Stored data entries:
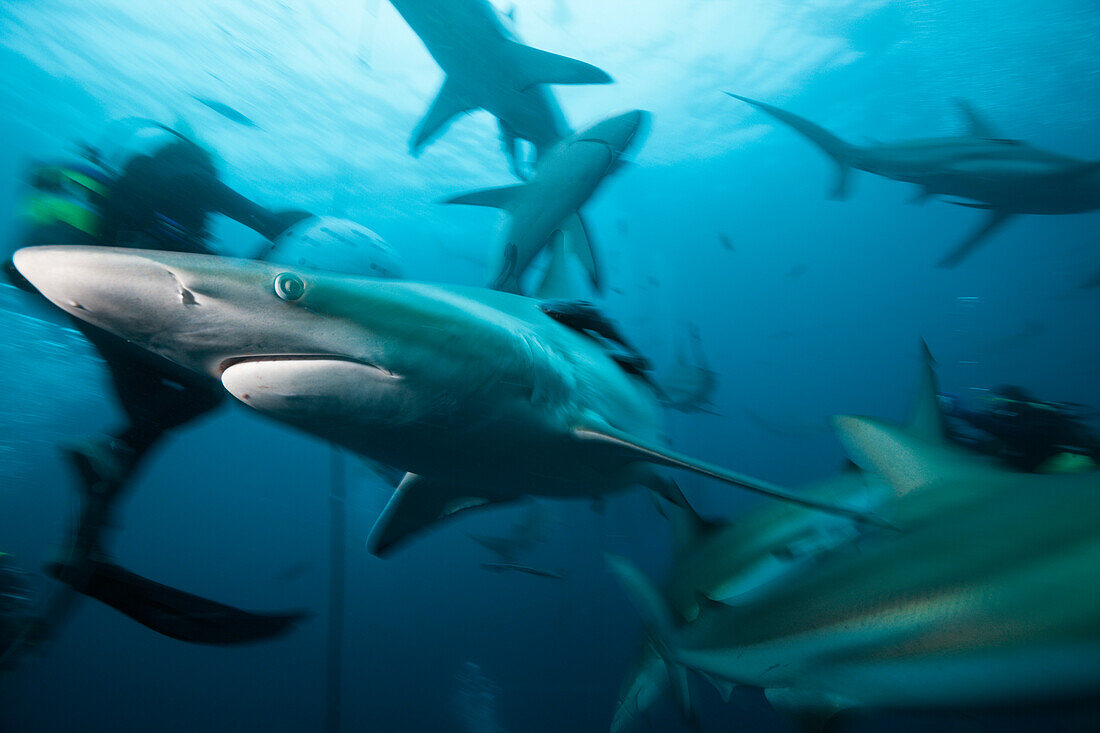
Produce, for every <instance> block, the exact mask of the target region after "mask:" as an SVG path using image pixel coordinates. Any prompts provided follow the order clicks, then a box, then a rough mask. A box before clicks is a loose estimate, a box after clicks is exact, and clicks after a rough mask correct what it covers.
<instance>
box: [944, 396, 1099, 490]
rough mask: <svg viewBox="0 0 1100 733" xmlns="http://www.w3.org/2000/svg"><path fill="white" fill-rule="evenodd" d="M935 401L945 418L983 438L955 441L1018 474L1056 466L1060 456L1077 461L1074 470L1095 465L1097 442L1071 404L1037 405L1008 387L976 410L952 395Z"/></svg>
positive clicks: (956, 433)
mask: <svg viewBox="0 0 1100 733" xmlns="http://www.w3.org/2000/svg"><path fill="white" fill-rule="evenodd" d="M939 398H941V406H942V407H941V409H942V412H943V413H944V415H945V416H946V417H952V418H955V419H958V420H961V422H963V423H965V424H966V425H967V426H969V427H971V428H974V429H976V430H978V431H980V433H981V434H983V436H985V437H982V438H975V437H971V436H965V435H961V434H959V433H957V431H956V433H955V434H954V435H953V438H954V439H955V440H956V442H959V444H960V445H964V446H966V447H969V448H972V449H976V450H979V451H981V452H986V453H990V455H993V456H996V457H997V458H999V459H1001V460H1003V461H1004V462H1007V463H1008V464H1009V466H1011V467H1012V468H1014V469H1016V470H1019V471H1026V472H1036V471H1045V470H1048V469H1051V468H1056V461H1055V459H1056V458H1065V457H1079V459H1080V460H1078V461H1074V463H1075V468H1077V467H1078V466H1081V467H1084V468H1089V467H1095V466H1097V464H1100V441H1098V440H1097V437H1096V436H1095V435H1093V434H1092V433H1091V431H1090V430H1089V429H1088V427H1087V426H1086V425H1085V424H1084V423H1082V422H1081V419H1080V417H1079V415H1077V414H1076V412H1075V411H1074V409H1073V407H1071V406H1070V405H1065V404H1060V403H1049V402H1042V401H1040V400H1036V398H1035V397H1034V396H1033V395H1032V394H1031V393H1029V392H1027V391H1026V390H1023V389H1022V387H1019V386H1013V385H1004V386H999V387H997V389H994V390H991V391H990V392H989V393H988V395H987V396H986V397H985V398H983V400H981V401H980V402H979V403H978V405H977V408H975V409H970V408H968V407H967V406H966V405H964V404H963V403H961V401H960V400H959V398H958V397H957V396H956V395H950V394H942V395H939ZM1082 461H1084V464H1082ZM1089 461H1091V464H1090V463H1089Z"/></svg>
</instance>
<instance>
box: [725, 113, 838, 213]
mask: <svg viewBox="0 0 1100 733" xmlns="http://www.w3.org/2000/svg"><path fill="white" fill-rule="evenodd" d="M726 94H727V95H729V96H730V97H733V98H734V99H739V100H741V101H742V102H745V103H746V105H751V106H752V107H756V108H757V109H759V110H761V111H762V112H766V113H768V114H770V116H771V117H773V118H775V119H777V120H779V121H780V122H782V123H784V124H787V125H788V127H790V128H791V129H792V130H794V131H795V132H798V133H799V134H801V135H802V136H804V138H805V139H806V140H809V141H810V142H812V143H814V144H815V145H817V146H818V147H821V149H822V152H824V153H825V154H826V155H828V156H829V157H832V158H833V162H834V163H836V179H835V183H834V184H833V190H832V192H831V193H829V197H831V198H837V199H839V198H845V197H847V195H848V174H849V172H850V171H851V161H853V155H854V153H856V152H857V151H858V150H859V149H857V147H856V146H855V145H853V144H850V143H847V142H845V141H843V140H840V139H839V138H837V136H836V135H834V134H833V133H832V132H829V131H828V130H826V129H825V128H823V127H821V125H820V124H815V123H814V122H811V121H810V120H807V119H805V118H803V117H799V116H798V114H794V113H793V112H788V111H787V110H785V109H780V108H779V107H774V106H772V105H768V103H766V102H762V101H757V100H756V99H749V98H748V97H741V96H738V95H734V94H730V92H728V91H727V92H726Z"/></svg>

* * *

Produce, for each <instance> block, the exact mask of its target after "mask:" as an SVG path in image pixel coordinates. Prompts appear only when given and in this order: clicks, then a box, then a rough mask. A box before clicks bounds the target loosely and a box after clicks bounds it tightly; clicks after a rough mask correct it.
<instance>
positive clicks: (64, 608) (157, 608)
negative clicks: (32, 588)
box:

---

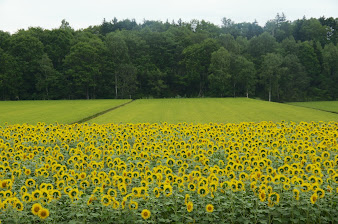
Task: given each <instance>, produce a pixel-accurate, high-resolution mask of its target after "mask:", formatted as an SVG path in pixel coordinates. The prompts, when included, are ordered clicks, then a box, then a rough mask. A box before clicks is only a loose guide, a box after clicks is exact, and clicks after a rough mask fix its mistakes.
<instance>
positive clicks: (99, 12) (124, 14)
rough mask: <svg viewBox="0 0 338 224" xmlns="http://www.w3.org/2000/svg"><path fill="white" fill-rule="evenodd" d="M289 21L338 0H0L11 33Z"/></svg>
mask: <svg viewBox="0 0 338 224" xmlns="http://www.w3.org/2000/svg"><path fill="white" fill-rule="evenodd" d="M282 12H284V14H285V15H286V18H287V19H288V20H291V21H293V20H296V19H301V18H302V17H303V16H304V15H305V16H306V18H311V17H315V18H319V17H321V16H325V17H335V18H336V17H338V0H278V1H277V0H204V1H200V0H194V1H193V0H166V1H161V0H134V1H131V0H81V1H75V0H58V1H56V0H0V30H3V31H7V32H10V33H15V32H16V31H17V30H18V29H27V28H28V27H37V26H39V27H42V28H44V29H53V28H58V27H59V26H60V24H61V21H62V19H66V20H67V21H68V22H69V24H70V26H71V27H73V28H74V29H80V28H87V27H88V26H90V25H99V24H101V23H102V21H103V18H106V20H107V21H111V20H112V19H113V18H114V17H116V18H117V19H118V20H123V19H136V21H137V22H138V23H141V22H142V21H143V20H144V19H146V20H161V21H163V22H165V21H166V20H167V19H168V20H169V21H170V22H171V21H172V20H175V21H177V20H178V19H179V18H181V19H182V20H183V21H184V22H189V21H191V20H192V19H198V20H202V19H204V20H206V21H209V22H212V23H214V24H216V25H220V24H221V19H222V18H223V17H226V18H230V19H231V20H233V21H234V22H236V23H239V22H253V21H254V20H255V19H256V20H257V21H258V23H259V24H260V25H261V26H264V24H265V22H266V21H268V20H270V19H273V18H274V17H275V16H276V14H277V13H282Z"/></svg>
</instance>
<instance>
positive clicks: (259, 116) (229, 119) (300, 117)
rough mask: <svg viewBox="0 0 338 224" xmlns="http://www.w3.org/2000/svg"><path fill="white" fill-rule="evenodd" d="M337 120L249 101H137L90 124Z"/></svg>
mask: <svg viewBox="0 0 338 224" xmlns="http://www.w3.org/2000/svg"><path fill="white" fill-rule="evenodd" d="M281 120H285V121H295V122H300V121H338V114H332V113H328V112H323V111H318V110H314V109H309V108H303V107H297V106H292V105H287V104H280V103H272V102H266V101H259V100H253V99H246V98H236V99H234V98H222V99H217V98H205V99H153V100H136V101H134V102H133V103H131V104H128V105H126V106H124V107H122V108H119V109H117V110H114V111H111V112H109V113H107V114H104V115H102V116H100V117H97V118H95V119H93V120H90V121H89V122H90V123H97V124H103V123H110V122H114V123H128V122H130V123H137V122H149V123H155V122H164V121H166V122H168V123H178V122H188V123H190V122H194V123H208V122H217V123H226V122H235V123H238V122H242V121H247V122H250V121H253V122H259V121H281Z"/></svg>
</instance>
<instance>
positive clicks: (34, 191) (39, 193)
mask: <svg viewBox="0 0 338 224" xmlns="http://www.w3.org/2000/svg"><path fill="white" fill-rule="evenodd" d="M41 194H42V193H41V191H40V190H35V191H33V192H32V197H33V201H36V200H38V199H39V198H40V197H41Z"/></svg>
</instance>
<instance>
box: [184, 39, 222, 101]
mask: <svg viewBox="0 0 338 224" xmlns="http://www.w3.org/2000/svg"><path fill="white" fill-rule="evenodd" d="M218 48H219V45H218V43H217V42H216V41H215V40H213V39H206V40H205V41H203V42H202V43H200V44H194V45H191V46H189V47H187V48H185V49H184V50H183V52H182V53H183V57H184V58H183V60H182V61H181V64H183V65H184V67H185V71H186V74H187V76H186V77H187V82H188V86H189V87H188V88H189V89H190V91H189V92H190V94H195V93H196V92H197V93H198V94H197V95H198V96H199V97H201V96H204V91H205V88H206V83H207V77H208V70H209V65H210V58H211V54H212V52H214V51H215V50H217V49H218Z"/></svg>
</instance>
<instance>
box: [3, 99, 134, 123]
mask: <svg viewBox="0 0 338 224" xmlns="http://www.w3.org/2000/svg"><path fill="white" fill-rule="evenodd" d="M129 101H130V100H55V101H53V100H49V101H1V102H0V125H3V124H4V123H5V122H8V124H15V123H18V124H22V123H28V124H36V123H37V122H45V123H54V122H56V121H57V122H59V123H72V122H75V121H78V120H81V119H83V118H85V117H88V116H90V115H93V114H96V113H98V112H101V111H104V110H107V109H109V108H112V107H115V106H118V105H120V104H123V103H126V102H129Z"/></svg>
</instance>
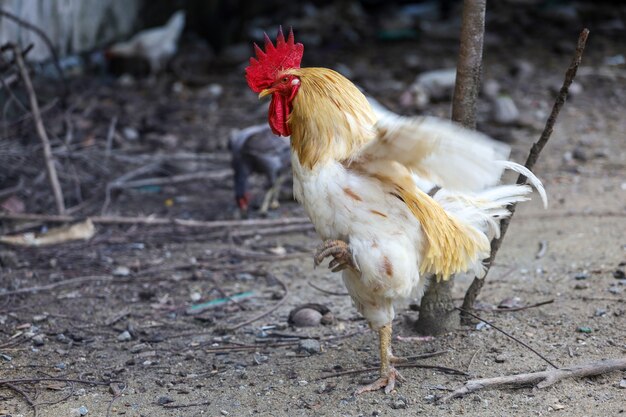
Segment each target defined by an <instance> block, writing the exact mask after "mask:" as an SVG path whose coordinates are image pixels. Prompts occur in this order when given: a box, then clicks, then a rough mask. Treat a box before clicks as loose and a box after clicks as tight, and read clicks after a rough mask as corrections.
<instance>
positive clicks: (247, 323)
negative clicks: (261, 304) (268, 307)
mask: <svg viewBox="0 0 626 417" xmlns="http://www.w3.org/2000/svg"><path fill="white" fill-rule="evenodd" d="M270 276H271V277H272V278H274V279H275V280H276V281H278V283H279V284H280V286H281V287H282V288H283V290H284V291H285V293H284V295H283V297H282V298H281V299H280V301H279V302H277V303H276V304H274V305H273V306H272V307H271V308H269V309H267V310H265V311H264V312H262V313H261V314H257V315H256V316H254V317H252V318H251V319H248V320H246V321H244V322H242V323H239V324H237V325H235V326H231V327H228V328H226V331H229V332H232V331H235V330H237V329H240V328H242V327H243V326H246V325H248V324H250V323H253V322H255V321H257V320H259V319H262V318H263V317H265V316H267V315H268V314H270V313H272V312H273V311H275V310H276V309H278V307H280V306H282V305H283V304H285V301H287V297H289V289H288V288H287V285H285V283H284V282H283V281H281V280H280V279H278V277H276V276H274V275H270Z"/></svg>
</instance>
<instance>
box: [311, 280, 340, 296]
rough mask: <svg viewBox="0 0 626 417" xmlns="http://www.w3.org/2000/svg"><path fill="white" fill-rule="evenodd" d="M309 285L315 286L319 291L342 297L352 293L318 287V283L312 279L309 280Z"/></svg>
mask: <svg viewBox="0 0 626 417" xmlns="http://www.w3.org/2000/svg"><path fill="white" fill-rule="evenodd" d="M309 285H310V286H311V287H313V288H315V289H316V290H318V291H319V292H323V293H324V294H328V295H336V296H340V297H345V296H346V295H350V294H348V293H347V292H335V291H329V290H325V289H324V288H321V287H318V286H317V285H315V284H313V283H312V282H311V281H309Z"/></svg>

◆ WHAT YOU ARE ASKED TO DO ◆
Return each line among the entries that holds the word "this".

◆ TASK ANSWER ◆
Produce, for each <instance> block, the exact mask of its target after "mask:" as an SVG path in image pixel coordinates. Prompts appear only when given and in this order: clicks, then a box, then a rough mask. A box before clicks bounds the target loosely and a box after clicks bounds it tightly; clicks after a rough mask correct it.
Segment each target defined by an <instance> block, writing the exact mask after "mask:" as an SVG path whose coordinates are image pixels. Prompts occur in this order when given: a box, then clicks, then a rough mask. Treat a box before clicks as loose and a box after clicks as tight, and read clicks after a rough mask as corrections.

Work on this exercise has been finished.